→ **Prompt**
With the line that contains "positive clicks: (401, 69) (2, 297)" as the final line, return every line from the start of the data below exactly.

→ **Given entries**
Segment Open
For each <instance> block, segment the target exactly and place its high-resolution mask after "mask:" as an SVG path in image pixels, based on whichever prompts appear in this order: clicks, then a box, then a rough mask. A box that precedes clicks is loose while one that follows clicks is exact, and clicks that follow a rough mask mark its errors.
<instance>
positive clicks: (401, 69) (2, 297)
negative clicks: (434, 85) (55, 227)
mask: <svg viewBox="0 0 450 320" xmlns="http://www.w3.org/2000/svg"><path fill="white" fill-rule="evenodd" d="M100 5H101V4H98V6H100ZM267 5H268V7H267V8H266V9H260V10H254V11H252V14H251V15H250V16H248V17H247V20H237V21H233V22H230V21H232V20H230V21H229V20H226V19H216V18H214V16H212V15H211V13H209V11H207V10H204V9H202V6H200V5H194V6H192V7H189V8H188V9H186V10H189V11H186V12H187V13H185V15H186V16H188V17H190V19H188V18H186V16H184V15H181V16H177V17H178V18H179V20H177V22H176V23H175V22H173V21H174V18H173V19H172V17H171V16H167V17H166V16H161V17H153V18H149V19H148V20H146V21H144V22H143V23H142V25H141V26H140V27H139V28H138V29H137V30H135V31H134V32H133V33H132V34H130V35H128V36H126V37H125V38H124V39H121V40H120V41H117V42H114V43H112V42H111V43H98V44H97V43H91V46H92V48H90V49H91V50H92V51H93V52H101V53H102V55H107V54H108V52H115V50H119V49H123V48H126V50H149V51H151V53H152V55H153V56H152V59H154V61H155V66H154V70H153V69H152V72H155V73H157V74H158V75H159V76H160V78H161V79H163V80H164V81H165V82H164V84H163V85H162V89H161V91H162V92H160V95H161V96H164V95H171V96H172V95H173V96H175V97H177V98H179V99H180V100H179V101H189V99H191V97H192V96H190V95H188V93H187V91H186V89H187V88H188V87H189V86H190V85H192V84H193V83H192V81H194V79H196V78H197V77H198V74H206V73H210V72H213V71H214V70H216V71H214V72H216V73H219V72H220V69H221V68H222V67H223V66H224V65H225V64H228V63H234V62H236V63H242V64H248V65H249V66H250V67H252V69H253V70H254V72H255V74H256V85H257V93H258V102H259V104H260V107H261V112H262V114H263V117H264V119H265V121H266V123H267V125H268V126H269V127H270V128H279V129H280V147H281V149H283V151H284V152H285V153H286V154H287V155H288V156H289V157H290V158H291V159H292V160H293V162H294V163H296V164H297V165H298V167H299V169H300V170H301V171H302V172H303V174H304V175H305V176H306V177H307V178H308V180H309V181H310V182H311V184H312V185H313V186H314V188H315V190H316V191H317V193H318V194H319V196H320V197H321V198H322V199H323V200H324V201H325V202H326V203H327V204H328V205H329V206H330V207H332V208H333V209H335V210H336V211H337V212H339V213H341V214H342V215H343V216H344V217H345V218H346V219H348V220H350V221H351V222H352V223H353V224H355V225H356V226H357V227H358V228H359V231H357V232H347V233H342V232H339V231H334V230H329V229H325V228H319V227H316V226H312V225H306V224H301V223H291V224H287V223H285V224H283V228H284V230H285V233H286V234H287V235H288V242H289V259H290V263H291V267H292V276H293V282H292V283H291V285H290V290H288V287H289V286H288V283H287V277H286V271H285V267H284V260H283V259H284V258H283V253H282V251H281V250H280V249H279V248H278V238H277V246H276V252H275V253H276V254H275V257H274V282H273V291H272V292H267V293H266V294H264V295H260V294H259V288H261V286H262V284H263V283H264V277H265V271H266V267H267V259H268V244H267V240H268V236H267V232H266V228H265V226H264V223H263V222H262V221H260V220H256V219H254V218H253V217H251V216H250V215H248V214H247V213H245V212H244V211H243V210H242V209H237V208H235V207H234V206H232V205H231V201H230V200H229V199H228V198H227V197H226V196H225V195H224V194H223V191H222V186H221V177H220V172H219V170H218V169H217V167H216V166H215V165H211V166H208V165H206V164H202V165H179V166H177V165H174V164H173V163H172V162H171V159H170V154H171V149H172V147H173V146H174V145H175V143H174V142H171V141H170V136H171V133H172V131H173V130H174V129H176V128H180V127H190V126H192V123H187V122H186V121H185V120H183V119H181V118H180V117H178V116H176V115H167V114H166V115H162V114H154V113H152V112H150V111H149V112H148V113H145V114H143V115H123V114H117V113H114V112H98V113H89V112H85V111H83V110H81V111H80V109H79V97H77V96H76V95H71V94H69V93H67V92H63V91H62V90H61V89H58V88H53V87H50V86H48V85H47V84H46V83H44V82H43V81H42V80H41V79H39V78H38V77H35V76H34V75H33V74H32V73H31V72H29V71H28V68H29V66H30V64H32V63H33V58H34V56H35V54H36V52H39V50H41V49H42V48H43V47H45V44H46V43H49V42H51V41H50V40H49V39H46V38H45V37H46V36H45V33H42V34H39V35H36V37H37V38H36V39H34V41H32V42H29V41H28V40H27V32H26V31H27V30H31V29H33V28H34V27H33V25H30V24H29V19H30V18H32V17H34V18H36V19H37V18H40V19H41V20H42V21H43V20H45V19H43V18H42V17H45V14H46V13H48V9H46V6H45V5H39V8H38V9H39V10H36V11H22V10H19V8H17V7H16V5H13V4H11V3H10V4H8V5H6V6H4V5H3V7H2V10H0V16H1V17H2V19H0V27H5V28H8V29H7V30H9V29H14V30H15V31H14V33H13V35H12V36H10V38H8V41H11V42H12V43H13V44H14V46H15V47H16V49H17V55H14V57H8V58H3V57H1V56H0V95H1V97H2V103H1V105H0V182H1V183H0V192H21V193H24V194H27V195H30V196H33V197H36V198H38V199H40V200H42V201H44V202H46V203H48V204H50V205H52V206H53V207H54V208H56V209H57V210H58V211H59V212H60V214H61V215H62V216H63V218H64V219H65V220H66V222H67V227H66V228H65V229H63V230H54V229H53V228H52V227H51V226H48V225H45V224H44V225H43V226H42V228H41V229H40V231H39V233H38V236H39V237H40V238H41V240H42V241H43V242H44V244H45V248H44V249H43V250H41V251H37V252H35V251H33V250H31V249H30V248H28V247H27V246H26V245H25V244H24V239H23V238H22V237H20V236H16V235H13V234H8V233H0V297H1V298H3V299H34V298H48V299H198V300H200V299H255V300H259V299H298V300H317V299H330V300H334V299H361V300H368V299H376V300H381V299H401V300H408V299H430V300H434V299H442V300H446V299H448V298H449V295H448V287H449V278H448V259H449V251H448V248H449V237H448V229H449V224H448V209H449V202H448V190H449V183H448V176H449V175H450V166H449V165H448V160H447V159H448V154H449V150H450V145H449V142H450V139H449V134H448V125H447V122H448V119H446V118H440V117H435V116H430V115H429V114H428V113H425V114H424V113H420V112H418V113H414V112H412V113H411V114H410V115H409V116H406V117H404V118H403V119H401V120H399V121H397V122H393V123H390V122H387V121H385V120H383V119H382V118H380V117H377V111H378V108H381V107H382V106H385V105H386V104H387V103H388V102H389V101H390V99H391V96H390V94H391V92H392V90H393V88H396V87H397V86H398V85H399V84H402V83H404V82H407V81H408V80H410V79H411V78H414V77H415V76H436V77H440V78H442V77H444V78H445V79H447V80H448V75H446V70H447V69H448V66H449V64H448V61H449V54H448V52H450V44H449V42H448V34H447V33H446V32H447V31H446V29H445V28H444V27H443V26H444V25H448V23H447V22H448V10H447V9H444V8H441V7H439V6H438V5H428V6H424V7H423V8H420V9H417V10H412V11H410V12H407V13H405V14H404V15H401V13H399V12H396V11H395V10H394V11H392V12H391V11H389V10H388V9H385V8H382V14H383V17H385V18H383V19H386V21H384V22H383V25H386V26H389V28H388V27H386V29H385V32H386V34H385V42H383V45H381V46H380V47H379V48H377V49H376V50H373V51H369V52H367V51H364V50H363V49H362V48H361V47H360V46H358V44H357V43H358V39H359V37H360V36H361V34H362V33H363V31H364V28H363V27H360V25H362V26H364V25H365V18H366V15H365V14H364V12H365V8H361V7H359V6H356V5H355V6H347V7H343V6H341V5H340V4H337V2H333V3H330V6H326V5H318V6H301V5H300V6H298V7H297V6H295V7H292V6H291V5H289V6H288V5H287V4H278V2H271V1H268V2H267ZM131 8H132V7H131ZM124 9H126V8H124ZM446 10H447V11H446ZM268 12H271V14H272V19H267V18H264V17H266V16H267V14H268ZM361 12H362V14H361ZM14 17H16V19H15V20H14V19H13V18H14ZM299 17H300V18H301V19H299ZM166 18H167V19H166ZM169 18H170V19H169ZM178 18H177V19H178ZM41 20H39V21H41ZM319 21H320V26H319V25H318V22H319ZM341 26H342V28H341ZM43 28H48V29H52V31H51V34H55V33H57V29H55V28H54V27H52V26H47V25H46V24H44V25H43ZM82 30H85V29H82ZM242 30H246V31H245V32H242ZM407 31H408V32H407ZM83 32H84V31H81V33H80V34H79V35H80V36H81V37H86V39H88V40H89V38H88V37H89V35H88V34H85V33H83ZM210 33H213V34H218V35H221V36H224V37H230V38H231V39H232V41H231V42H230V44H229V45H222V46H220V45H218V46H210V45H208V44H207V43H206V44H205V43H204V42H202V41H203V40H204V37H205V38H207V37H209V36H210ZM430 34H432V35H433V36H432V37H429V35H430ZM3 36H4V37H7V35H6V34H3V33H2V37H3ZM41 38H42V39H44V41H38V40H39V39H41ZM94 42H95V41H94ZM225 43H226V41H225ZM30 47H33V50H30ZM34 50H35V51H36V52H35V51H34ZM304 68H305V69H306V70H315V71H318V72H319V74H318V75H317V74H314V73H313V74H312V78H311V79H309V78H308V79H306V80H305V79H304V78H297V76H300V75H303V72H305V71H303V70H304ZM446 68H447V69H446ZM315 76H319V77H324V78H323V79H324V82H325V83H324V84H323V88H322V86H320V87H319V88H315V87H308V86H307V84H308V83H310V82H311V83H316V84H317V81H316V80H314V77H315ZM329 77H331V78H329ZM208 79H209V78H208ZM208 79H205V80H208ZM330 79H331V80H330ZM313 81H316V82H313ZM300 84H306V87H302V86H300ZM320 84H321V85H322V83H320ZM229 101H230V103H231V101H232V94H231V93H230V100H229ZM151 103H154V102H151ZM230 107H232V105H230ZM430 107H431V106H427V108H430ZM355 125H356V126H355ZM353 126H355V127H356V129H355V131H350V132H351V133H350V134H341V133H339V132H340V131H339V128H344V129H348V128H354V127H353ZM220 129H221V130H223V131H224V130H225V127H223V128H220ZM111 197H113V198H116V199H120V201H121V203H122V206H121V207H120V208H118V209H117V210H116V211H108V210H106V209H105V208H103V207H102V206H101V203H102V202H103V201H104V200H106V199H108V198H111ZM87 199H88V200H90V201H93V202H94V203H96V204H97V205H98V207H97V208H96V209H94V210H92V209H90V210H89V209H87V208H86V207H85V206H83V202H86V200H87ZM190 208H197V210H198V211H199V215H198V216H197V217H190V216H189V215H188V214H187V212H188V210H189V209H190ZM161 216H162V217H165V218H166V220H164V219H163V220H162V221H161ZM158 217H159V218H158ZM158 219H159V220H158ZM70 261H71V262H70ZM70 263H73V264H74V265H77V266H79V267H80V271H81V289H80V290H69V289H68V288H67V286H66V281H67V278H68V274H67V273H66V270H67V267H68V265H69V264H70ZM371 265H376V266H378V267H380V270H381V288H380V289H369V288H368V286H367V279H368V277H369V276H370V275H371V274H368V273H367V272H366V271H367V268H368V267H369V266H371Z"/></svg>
Segment Closed
→ **Reply**
For each <instance> block, segment the target exactly and place its high-resolution mask after "mask:" as an SVG path in image pixels, based on whichever prompts appear in this order: clicks, then a box, then a rough mask. A box that precedes clicks is loose while one that follows clicks is exact, and clicks that follow a rough mask mark its errors.
<instance>
positive clicks: (401, 69) (2, 297)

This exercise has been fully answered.